Copy the items word for word, starting with the line that contains "the car window" and continuing through the final item, both included.
# start of Data excerpts
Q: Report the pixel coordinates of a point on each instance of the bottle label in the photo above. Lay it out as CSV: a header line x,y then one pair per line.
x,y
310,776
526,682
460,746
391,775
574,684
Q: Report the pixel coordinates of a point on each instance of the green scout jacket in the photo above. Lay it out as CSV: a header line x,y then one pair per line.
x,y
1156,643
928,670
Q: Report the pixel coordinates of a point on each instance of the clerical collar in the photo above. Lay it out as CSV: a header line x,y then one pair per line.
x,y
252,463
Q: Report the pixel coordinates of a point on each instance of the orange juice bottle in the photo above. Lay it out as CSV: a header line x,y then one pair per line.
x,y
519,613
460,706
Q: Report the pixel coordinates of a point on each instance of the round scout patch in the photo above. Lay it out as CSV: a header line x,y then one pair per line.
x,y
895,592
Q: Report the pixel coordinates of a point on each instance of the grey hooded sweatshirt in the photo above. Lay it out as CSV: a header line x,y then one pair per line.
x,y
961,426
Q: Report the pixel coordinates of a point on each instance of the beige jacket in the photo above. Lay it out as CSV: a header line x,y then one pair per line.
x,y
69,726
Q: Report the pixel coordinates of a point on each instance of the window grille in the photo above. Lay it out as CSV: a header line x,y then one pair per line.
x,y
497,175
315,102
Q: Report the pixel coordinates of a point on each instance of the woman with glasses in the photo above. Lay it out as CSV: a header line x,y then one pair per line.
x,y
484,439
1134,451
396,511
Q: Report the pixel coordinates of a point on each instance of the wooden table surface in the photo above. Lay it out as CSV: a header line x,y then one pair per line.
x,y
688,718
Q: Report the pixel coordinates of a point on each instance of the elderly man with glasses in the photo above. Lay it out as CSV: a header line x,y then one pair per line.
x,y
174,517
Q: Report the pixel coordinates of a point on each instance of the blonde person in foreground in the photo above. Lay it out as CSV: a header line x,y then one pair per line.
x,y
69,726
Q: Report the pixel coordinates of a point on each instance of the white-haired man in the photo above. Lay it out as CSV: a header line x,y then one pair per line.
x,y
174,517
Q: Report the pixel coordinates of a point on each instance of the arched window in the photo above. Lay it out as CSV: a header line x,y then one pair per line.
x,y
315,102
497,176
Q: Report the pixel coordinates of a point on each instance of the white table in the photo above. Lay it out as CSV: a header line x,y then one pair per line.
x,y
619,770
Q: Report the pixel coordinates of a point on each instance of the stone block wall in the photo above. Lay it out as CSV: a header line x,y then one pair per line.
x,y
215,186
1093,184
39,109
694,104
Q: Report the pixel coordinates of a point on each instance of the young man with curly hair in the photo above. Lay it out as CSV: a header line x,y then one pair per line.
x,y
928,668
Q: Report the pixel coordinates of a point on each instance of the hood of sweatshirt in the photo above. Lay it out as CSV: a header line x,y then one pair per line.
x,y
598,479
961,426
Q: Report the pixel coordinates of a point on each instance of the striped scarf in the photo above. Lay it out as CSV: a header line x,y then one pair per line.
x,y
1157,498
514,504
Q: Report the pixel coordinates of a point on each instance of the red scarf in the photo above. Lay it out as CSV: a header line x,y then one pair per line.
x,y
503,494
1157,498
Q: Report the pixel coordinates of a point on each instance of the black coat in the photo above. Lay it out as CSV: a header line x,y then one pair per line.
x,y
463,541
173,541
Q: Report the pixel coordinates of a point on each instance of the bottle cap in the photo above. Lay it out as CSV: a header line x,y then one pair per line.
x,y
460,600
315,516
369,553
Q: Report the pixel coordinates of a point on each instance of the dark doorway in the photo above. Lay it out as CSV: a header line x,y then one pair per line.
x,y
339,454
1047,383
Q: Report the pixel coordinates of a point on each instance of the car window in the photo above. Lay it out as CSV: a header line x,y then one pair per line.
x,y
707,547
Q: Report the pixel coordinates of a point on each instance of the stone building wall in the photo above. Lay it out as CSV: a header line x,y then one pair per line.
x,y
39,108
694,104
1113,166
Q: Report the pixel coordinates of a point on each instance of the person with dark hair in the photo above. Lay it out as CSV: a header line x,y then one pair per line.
# end of Data excerpts
• [Answer for the task]:
Q: Report the pixel coordinates of a point on each instance of the car window in the photo above. Lay it out as CSV: a header line x,y then one pair per line.
x,y
707,547
Q: Report the pixel coordinates of a point on each instance of the stone building wall in the photo above. Lay it out as CSV: a header line x,y then one pair per line.
x,y
39,108
694,104
1113,166
Q: Report the pixel coordinates of a point on each instance of the person with dark hair in the photo above. Lay it out as CSV: a header line x,y then one pair per line.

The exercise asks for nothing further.